Texto del documento:
Su estrategia pacifista de corte antimilitarista consistió en trazar unas fronteras estables, para lo cual llevó adelante una política para reforzar las partes más débiles de ellas, construyendo fortificaciones, fortalezas, puestos de avanzada y atalayas para frenar cualquier tipo de agresión bárbara. La más emblemática de estas fortificaciones sería el muro de Adriano, construido en Gran Bretaña.

Esa política de defensa, sumada a su espíritu viajero –uno de sus grandes placeres– y la experiencia castrense durante la juventud, hizo que realizara múltiples viajes a Britania, Partia, Anatolia, Grecia, Asia, Egipto y Judea, en los que inspeccionaba el estado de las tropas acantonadas en las distintas provincias y supervisaba obras de corte militar y cultural en proceso de edificación en los tiempos más estables y hegemónicos del imperio romano; de ahí su confesión que, precisa, describe Ud. en su nombre:

Algunos hombres habían recorrido la tierra antes que yo: Pitágoras, Platón, una docena de sabios y no pocos aventureros. Por primera vez el viajero era al mismo tiempo el amo, capaz de ver, reformar y crear al mismo tiempo. Allí estaba mi oportunidad, y me daba cuenta de que tal vez pasarían siglos antes de que volviera a producirse el feliz acorde de una función, un temperamento y un mundo.

Objetivo del ejercicio: Según el texto sobre la política de fronteras, ¿cuál sería la más emblemática de las fortificaciones construidas y dónde se levantó?

Entradas de una colección de datos
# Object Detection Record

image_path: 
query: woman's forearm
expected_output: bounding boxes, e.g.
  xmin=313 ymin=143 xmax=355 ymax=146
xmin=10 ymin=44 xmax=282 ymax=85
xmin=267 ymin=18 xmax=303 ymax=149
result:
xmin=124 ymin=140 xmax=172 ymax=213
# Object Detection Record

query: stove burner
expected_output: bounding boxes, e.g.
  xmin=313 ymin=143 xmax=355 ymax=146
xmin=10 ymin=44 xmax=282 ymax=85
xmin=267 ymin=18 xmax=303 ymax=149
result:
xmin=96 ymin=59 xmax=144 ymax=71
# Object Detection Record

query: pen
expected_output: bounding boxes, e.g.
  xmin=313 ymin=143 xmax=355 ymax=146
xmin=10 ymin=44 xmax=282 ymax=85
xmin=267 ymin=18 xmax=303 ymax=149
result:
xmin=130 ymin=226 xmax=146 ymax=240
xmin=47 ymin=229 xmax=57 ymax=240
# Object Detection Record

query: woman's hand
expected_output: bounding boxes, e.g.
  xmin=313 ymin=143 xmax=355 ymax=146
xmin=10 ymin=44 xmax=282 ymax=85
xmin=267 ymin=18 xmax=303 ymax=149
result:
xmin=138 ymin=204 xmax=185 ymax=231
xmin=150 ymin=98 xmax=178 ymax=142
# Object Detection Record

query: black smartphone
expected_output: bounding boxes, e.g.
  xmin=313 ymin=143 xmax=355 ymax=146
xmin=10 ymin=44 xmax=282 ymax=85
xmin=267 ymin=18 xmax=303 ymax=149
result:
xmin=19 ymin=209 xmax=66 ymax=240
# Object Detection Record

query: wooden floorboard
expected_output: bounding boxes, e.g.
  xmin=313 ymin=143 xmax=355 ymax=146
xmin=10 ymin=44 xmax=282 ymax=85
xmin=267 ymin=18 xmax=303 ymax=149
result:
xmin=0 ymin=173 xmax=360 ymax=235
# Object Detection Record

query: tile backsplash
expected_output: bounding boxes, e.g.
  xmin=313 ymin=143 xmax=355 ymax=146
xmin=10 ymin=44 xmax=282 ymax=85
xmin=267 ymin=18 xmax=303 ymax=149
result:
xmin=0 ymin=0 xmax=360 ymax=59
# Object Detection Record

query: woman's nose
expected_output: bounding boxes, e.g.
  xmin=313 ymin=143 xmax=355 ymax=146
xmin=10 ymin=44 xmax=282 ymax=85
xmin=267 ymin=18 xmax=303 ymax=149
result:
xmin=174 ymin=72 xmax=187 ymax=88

Resultado del ejercicio: El muro de Adriano, construido en Gran Bretaña.